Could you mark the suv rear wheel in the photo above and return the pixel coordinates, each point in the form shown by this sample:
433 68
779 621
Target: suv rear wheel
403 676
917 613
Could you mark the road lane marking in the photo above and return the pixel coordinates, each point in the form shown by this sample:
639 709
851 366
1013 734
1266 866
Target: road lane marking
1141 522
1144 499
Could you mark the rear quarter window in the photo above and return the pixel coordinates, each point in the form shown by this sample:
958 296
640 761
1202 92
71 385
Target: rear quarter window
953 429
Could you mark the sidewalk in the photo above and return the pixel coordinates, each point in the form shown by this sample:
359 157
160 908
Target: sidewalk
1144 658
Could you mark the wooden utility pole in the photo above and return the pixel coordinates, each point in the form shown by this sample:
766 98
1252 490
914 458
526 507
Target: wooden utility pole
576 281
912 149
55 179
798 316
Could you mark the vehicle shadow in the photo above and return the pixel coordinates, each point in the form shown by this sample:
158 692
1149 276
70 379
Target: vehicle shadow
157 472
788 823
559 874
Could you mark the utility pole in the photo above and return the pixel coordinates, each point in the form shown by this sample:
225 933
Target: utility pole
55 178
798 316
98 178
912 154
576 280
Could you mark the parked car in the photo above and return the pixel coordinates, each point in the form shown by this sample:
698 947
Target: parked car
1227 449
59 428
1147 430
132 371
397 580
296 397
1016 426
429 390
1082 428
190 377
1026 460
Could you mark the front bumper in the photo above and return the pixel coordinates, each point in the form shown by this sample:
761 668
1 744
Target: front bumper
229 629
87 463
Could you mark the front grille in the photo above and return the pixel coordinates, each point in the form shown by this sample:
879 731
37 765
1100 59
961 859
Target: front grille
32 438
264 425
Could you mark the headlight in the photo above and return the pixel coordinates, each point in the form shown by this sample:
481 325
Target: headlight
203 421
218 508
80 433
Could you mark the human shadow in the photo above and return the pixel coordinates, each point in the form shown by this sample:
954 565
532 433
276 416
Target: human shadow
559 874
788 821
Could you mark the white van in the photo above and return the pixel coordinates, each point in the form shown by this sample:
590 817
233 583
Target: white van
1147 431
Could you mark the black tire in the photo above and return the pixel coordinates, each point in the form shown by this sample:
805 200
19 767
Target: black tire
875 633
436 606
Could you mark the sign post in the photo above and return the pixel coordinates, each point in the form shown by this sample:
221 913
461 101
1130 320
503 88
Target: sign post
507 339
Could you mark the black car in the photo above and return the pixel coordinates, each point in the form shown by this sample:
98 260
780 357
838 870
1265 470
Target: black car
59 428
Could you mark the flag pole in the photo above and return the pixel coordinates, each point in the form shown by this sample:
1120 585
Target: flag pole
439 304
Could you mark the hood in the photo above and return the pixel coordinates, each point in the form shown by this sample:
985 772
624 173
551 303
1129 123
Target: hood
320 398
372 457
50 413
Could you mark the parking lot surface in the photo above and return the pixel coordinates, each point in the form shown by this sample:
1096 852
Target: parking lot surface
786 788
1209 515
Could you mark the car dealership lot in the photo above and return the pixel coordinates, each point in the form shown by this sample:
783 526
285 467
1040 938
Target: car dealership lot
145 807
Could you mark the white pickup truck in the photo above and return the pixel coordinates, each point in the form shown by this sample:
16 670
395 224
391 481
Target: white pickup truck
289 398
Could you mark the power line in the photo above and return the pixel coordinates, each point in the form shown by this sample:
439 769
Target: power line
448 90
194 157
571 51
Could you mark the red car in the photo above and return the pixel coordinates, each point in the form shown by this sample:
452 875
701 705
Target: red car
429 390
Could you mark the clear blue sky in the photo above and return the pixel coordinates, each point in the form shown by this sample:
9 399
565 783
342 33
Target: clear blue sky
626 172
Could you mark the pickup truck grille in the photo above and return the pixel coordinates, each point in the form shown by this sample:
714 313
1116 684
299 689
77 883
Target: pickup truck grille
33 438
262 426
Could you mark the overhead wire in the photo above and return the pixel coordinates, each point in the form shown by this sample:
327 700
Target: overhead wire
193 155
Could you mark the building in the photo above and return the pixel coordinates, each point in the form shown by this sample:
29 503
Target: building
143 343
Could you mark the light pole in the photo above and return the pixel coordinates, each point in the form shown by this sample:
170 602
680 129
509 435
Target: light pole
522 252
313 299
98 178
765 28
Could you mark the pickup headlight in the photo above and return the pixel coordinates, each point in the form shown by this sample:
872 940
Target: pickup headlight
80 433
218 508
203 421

====

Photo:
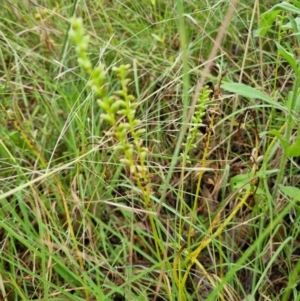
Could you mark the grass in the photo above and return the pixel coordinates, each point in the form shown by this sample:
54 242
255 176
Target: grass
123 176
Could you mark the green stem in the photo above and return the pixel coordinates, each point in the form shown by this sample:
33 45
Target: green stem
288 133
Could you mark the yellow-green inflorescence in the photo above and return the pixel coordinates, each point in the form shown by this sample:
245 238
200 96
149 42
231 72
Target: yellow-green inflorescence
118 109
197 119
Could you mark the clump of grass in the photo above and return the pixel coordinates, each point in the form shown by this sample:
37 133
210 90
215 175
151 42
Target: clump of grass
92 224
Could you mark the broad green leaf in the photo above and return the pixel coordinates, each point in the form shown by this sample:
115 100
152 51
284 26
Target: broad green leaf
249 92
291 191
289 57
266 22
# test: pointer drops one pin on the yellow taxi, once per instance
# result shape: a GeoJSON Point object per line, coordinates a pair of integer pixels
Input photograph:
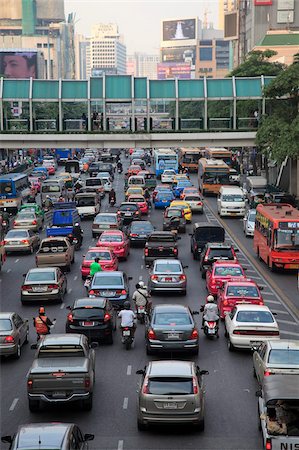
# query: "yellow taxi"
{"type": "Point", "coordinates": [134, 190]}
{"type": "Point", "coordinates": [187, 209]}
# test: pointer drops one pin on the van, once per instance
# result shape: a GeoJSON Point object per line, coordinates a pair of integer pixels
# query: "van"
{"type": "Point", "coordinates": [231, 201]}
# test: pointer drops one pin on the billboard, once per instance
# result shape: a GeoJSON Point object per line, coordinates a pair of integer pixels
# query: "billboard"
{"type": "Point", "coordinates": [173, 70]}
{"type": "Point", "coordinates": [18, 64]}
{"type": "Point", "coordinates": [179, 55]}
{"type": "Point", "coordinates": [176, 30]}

====

*PROBLEM*
Which lines of the listing contain the word "instance"? Copy each of them.

*THE COMPLETED TASK*
# test: pointer drops one pin on the yellow taxi, once per instance
# test: pointer drops one pin on the van, once per instance
# test: pointer drops one pin on the billboard, once per instance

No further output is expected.